§ TASK ITEM A
Copy the passage from the crash account word for word, starting at "It's hard to" and ending at "was rolling into.".
§ TASK ITEM B
Translate this sentence from the crash account into Spanish: "After 48 hours, doctors told us the worst was over and I was now stable."
§ TASK ITEM C
Write a continuation of the account of the desert car crash and recovery, picking up after its final sentence.

It's hard to estimate how long I was out in the desert night. I had been thrown through the windshield (safety glass not being that good in those days) since when the car was towed in it was completely pancaked, and if I had not been so, I would have died in it. This was only possible because I was NOT wearing my seat belt, due to being scared from a sleep state at the rest stop before. I do remember coming to at some point, feeling unable to move for a few seconds, and then an indescribable wave of pain knocked me out again. The next thing I saw was a man leaning over me saying "hang on, they're on their way, tell them it was a deer."
"Deer?" I replied. "No, it was rabbits." In the snapshot I saw before the crash, jackrabbits had come scattering out of the brush the car was rolling into.
The ambulance ride seemed forever. The pain was so great that I considered maybe dying was so bad of an option. I didn't know at the time I was quite unstable, with significant bleeding internally. After the assessment with x-rays and lab they put me in intensive care, and thankfully by this point the morphine had dulled the pain. The inventory was staggering - I was in critical condition with a fractured skull, severe concussion, ruptured spleen, kidney damage, three vertebrae cracked with a giant hematoma on my back the size of a large backpack, a broken scapula and nerve damage all over my back. My dad flew in from New York and the concern he wore on his face as I drifted in and out of awareness told me how iffy things were those first few days. After 48 hours, doctors told us the worst was over and I was now stable. My dad flew back, and bits and pieces of what had happened both on the physical and spiritual level began to re-emerge, and these continued over the next several months until I was able to piece together the full import of the event. More on this in my extended postscript.
After four more days, the doctors in Arizona felt I was stable enough to travel, and so the Air Force sent an ambulance to transport me first to the base at Las Vegas, then a few days later I flew on the medical flight to Travis. My recovery was long and quite painful. They weaned me off the morphine after a week, and my pain management was then by pills, which would cut the top off the pain but not the misery. The lump due to the hematoma on my back was enormous, and was the topic of conversations as many doctors were paraded around to look at it. One told me he had seen pictures of such a tissue injury in books, but never in real life until my case. After another nine days of boredom in the hospital ward, making my total stay in care over two weeks, I was allowed to walk out a somewhat free man, and though I still moved somewhat creaky and tentatively, I managed to navigate around on foot to the several administrative destinations to process in to the base and be assigned my dorm room. My baggage that was left intact from the wreck was waiting for me there and irony of ironies inside one of the boxes was the bowling ball I had last seen flying through the air as the Subaru flipped over!

Saved entries:
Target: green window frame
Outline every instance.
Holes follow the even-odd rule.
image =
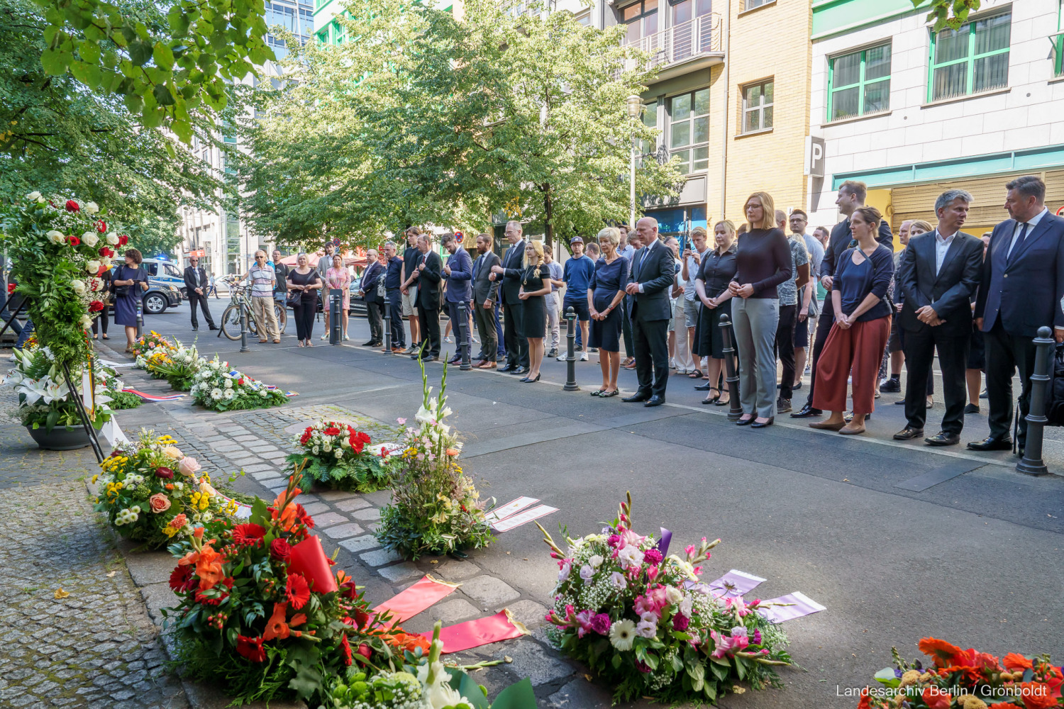
[[[928,102],[1009,85],[1012,12],[995,13],[931,34]]]
[[[828,122],[891,108],[891,43],[828,61]]]

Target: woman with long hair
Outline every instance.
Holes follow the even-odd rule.
[[[894,277],[894,254],[879,243],[876,207],[858,207],[850,215],[857,246],[843,252],[835,268],[831,300],[835,324],[831,326],[816,365],[813,406],[831,411],[812,428],[845,435],[864,433],[864,420],[876,408],[879,360],[891,335],[891,304],[883,297]],[[852,379],[853,419],[846,423],[846,385]]]
[[[695,387],[709,391],[702,403],[725,406],[731,403],[731,398],[727,390],[717,387],[725,364],[720,316],[732,317],[732,292],[728,284],[735,277],[735,253],[738,251],[735,243],[735,224],[728,219],[718,221],[713,225],[713,238],[716,248],[702,257],[698,274],[695,276],[695,292],[702,307],[698,311],[695,347],[692,350],[696,357],[708,357],[709,361],[705,371],[710,381]]]
[[[321,276],[317,269],[310,266],[305,253],[296,256],[296,268],[288,271],[288,290],[299,293],[293,306],[296,316],[296,338],[299,347],[312,348],[311,335],[314,333],[314,311],[318,306],[318,288],[321,287]]]
[[[587,345],[598,348],[599,367],[602,368],[602,386],[592,391],[592,396],[608,399],[617,395],[617,371],[620,369],[621,301],[628,285],[630,264],[617,253],[620,231],[606,226],[598,233],[602,257],[595,263],[595,274],[587,289],[587,309],[591,327]],[[591,244],[588,244],[591,246]]]
[[[529,374],[521,382],[538,382],[543,364],[543,336],[546,333],[547,307],[544,296],[550,292],[550,269],[543,263],[543,243],[529,240],[525,247],[525,270],[517,297],[525,303],[522,333],[529,341]]]
[[[776,328],[780,322],[776,286],[792,277],[791,247],[776,226],[776,204],[768,192],[748,197],[743,212],[749,230],[738,238],[735,277],[728,284],[734,301],[743,402],[743,416],[736,423],[764,428],[776,421]]]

§ EXERCISE RESPONSE A
It's hard to estimate how long I was out in the desert night. I had been thrown through the windshield (safety glass not being that good in those days) since when the car was towed in it was completely pancaked, and if I had not been so, I would have died in it. This was only possible because I was NOT wearing my seat belt, due to being scared from a sleep state at the rest stop before. I do remember coming to at some point, feeling unable to move for a few seconds, and then an indescribable wave of pain knocked me out again. The next thing I saw was a man leaning over me saying "hang on, they're on their way, tell them it was a deer."
"Deer?" I replied. "No, it was rabbits." In the snapshot I saw before the crash, jackrabbits had come scattering out of the brush the car was rolling into.

§ EXERCISE RESPONSE B
Después de 48 horas, los médicos nos dijeron que lo peor había pasado y que ya estaba estable.

§ EXERCISE RESPONSE C
I was allowed one more week of convalescent leave before I was released to return to work, so my adventurous self decided a brief trip to San Francisco was in order. Now I was much more world-wise than I had been before I left Arkansas, but nothing prepared me for what was to happen there. As I exited the bus there was a guy standing at the bottom of the steps as if he were a greeting party, but he had other notions.
"Hash? Speed? Horse? Downers?" he polled me and the other passengers as we walked off the bus. The casualness of it all struck me as bizarre. Clearly, San Fran operated by a WHOLE different set of rules than did Fort Smith. Hungry, I walked a block and entered my first Jack-in-the-Box, ordered and received my food, and had barely sat down when a black man with crazy looking hair trudged up to my table and greeted me thusly:
"Hey, baby!"
"Hey" I replied, wary of his intentions, as I well should have been.
"I'm gonna get my gun and shoot yo ass!" he declared like it was a normal interaction with a stranger at at fast-food joint. Suddenly not hungry, I grabbed my bag and bolted out without taking a bite. Shaken from the encounter, I tried to get my bearings but found myself going against a tide of hundreds of people walking against my direction on the sidewalk. Two women were running, and with fists pumped shouted in my face "LESBIAN POWER!" The commotion everyone was headed to turned out to be a Gay Pride event at Union Square, I was to find out later on the news.
To regain some sense of normalcy, I checked into the YMCA. The rooms were like small monk's cells with a shared shower room and the only television was in a community room in the basement. That night, I went down to watch the news then after there was a special event that apparently many of the residents were looking forward to: the first installment of the Frost-Nixon interviews. This didn't sit well with some of the ethnic boarders who wanted to watch an NBA playoff game instead. The verbal sparring turned to pushing turned to punches flying, and with no dog in that particular fight I escaped out of the building and found a pay phone. Dad had given me Uncle Harry's number in case I needed anything, and what I need then was an escape from the insanity of this big city that had overwhelmed me.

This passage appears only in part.